■ **TASK MATERIAL**

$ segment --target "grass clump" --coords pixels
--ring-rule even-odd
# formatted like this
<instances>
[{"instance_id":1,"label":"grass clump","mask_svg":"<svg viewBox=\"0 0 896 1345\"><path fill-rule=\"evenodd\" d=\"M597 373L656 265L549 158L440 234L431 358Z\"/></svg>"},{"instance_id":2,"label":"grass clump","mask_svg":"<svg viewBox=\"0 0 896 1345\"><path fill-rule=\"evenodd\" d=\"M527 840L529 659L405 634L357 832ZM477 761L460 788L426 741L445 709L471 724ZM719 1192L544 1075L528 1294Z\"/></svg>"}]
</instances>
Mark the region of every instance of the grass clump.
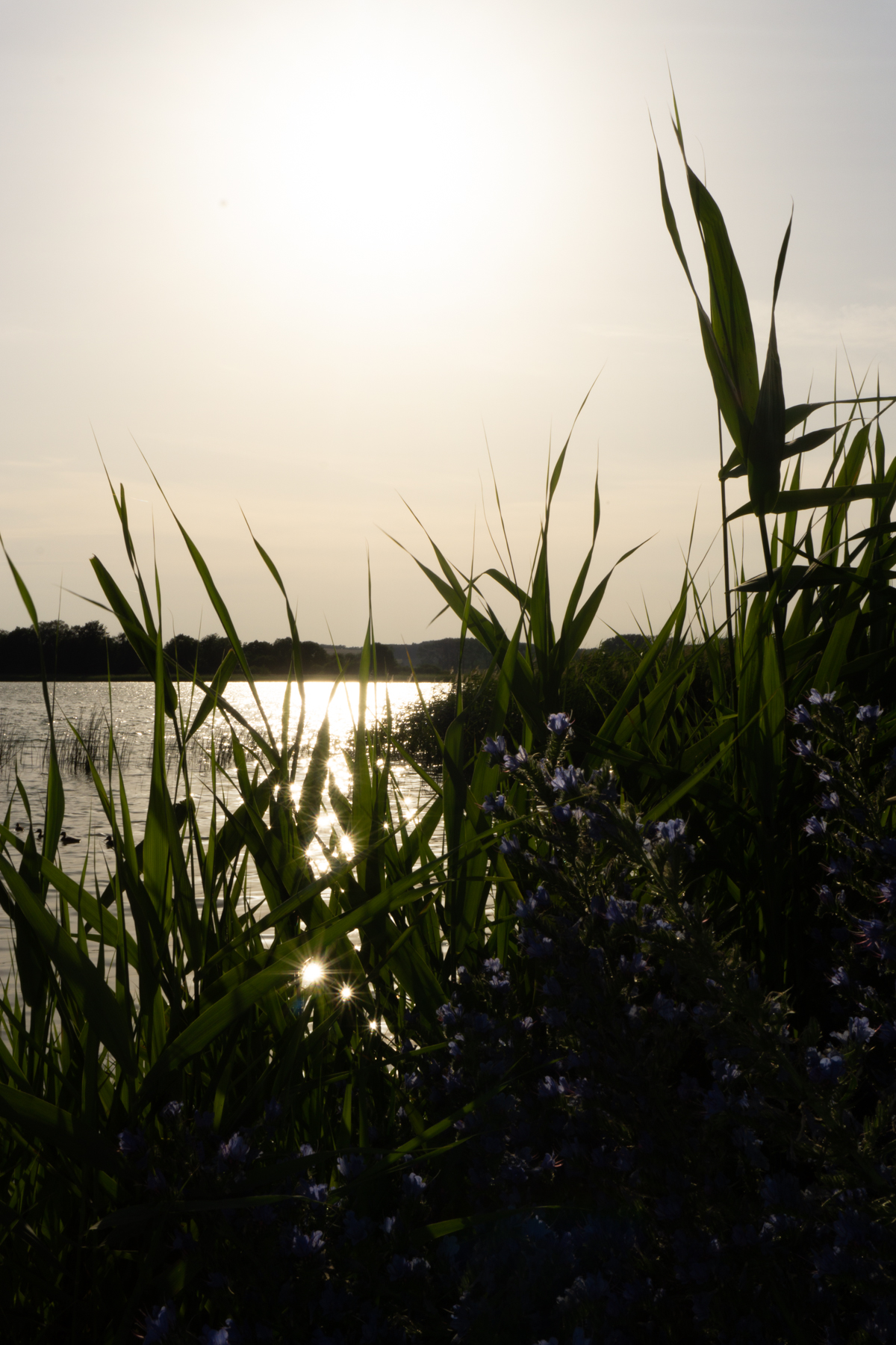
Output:
<instances>
[{"instance_id":1,"label":"grass clump","mask_svg":"<svg viewBox=\"0 0 896 1345\"><path fill-rule=\"evenodd\" d=\"M9 562L48 716L40 816L23 791L32 829L0 826L13 1338L896 1338L888 399L866 420L856 389L845 425L785 438L819 406L783 405L774 328L759 382L727 231L688 180L735 444L723 487L747 476L766 558L755 580L727 573L721 629L688 564L658 631L579 658L613 572L588 578L595 483L588 550L552 608L564 445L527 585L509 553L482 574L437 543L418 562L489 659L455 678L419 756L388 706L368 725L368 620L343 791L328 721L313 741L302 713L289 728L304 646L265 547L289 631L279 724L180 522L226 644L179 682L113 491L136 603L93 566L153 679L150 794L137 841L114 732L75 726L113 838L91 885L58 865L42 627ZM684 261L665 179L662 200ZM782 266L783 252L775 292ZM825 484L803 488L802 455L832 441ZM739 511L724 510L723 494L727 538ZM509 629L486 581L516 604ZM262 729L228 701L236 677ZM210 722L227 764L195 756ZM398 761L429 787L423 807L403 803Z\"/></svg>"}]
</instances>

■ **TASK TO COMPLETE**
Transcribe the complete set of entries verbatim. No pictures belong in the copy.

■ **THE REPLY**
$ segment --target "grass clump" --coords pixels
--ring-rule even-odd
# formatted like this
<instances>
[{"instance_id":1,"label":"grass clump","mask_svg":"<svg viewBox=\"0 0 896 1345\"><path fill-rule=\"evenodd\" d=\"M597 373L656 265L549 158L440 234L431 358Z\"/></svg>"},{"instance_id":2,"label":"grass clump","mask_svg":"<svg viewBox=\"0 0 896 1345\"><path fill-rule=\"evenodd\" d=\"M527 840L529 659L405 634L357 832ZM477 761L460 788L426 741L445 709L471 724ZM719 1192L544 1075L528 1294Z\"/></svg>"}]
</instances>
Mark the region of every instance of the grass clump.
Output:
<instances>
[{"instance_id":1,"label":"grass clump","mask_svg":"<svg viewBox=\"0 0 896 1345\"><path fill-rule=\"evenodd\" d=\"M9 562L48 716L40 816L23 791L32 829L0 826L13 1338L896 1338L888 399L866 420L856 389L845 425L785 438L819 406L783 405L774 328L759 382L727 231L688 180L735 444L723 487L747 476L766 558L755 580L727 573L721 629L688 564L658 631L579 658L613 572L588 578L595 483L588 550L552 608L564 445L527 585L509 553L482 574L437 543L418 562L489 659L455 678L419 756L388 706L368 725L368 620L343 791L328 721L313 741L302 713L289 728L304 646L265 547L289 631L279 724L180 522L226 644L179 682L113 491L136 603L93 566L153 679L150 794L137 841L114 732L75 726L113 838L91 885L58 865L42 627ZM684 261L665 179L662 200ZM782 266L783 252L775 292ZM825 484L803 488L802 455L832 441ZM739 511L724 510L723 494L727 538ZM509 629L486 581L516 604ZM262 729L228 701L236 677ZM210 722L227 764L195 756ZM398 761L429 787L423 807L403 803Z\"/></svg>"}]
</instances>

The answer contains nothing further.